Passage shown:
# # # #
Howard Dean Attempts to Spread Truth About Health Care Reform

Howard Dean Attempts to Spread Truth About Health Care Reform


Here are some highlights from the Esquire interview of Howard Dean.  BFIA would like to recommend taking the time to check out the entire interview at Esquire.  Dean, apparently not knowing the secret handshake, tells it exactly how it is.

“The Republicans just make things up out of whole cloth. Nothing they say about health care is true. “   Howard Dean, M.D.

by John H. Richardson

 ~ As a doctor married to a doctor, Howard Dean made health care a priority of his administration, putting strict regulations on health insurance profiteering and figuring out a way to extend insurance to every child in the state. In a new book called Howard Dean's Prescription for Real Health Care Reform, he makes a persuasive case for reform.

ESQUIRE: Your book really lays everything out in a very simple, clear way. It's obvious this is something you've been thinking about for a long time.


HOWARD DEAN: It was one of the reasons I ran for president.


ESQ: One thing I've never seen before is when you say, “Much is made of the 47 million without insurance, but nothing of the 25 million who have insurance but don't go and see the doctor.” I've got one of those high-deductible catastrophic plans myself, so I don't go to the doctor unless I'm bleeding. Why have I never seen this argument before?


HD: Because 99 percent of the discussions among reporters, policy wonks, and politicians focus on the uninsured — which is, frankly, why nothing is passed. They don't focus on the majority of Americans who have health insurance that doesn't work.


ESQ: Boil it down, if you would. Why isn't it working even if you do have insurance?


HD: Because it's too expensive. The private sector can't manage costs. Health care is one of the few places — defense is another — that the government works more efficiently and more effectively than the private sector. That's just a fact.


ESQ: Why is that?


HD: Because there is no feedback in the private health-care system. When I was practicing medicine, nobody with substernal chest pain ever got off my examining table and said, “The guy down the street does it for $2,000 cheaper, I'll see you later.” That's why we've had 40 years of costs that increase between two and three times the rate of inflation every single year. It's breaking our economic system. People are yelling and screaming about jobs going to China, but they're not yelling and screaming about jobs going to Canada. But they are. Because the right-wingers can scream and yell about rationing if they want, but economically their system works much better than ours does.
# # # #
Text-to-region grounding data:
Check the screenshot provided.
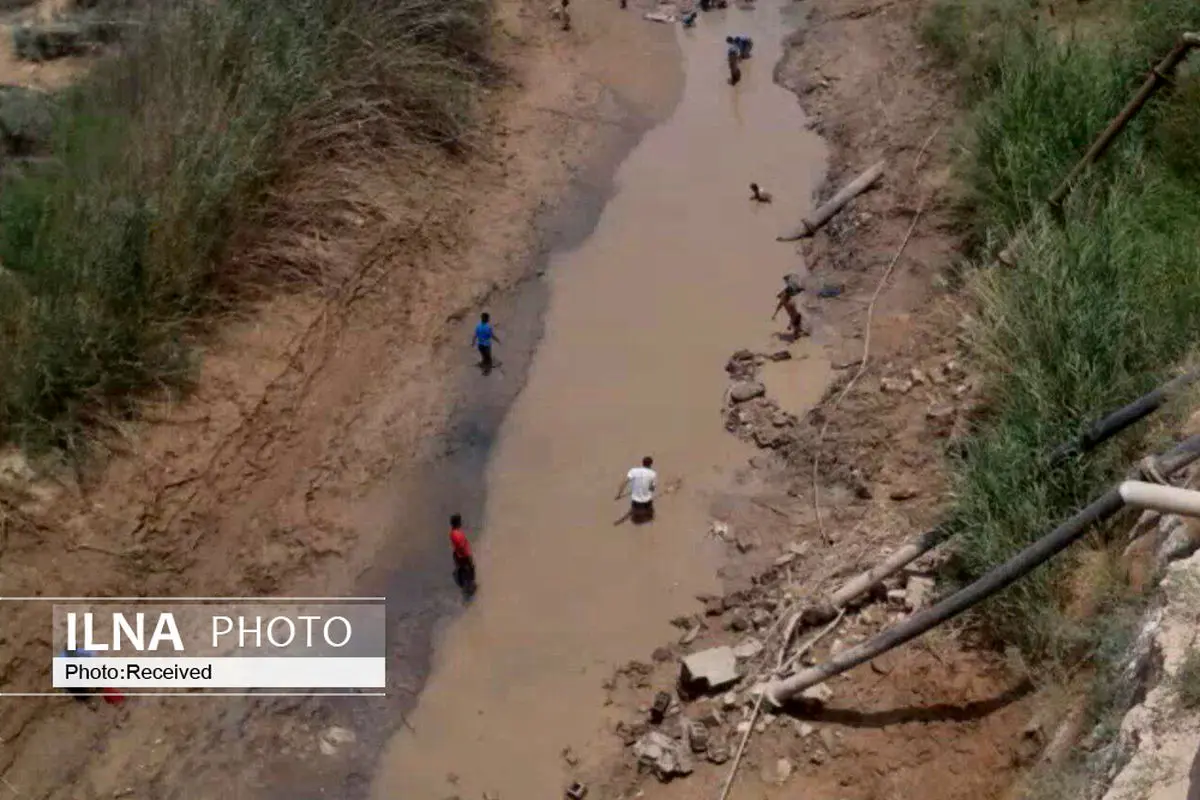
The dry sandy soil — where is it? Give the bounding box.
[0,0,678,800]
[0,0,1046,799]
[582,0,1037,800]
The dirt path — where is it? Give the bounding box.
[374,0,827,799]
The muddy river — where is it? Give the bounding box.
[372,0,828,800]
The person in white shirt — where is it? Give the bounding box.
[616,456,659,524]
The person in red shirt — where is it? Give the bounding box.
[450,513,475,596]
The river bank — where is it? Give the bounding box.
[0,2,678,799]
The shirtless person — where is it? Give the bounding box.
[770,275,804,341]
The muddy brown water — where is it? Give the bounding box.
[371,0,828,800]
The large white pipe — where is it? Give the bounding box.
[1117,481,1200,517]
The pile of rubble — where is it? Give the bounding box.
[606,549,934,782]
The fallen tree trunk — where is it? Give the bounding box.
[760,435,1200,705]
[1050,371,1200,467]
[778,161,884,241]
[1049,34,1200,207]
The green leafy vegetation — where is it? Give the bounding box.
[0,0,490,450]
[922,0,1200,660]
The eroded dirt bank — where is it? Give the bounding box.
[584,0,1037,800]
[0,2,678,799]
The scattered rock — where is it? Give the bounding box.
[730,380,767,403]
[880,378,912,395]
[616,720,650,747]
[1158,522,1200,566]
[679,646,740,693]
[772,758,796,786]
[889,575,934,612]
[706,736,730,764]
[800,684,833,705]
[317,726,355,756]
[650,692,671,724]
[634,730,692,783]
[683,720,709,756]
[733,637,763,658]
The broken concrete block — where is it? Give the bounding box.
[634,730,694,782]
[706,736,730,764]
[730,380,767,403]
[679,646,740,693]
[733,636,763,658]
[800,684,833,705]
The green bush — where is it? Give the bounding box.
[926,0,1200,658]
[0,0,488,449]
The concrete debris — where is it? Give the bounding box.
[904,575,934,612]
[725,609,752,633]
[650,692,671,724]
[706,736,730,764]
[634,730,694,783]
[616,720,650,747]
[800,684,833,705]
[317,726,356,756]
[679,646,740,692]
[772,758,796,786]
[730,380,767,403]
[1158,515,1200,567]
[880,378,912,395]
[733,636,763,658]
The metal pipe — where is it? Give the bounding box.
[1049,34,1200,209]
[1050,369,1200,467]
[761,434,1200,705]
[1117,481,1200,517]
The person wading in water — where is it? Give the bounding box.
[770,273,804,341]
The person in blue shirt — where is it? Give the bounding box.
[725,36,754,61]
[470,312,500,375]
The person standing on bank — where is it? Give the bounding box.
[450,513,475,597]
[614,456,659,524]
[470,312,500,375]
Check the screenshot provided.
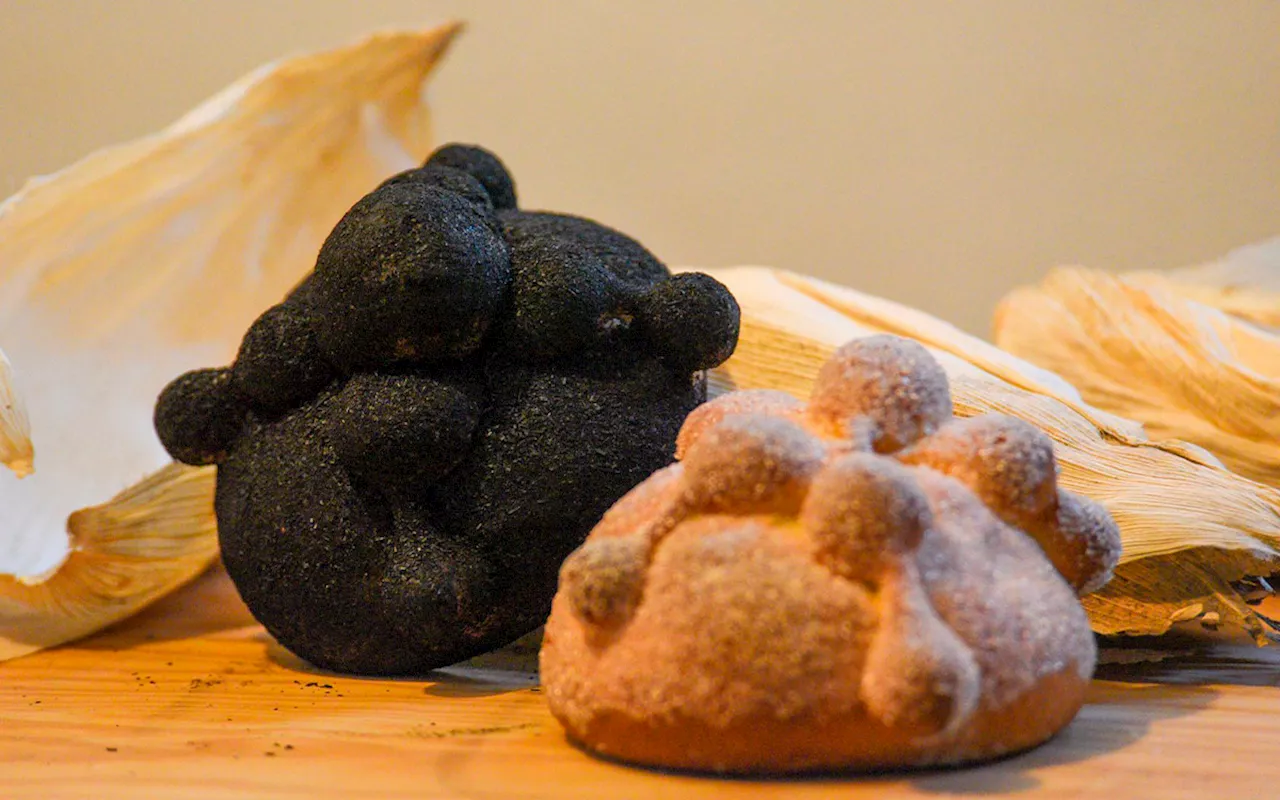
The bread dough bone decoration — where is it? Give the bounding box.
# # # #
What the task asks:
Answer these questions from the Howard Dean interview.
(a) What is the title of Dean's new book?
(b) How many people does the quoted line from the book say have insurance but don't go to the doctor?
(c) For how many years does Dean say costs have risen between two and three times the rate of inflation?

Result for this task:
(a) Howard Dean's Prescription for Real Health Care Reform
(b) 25 million
(c) 40 years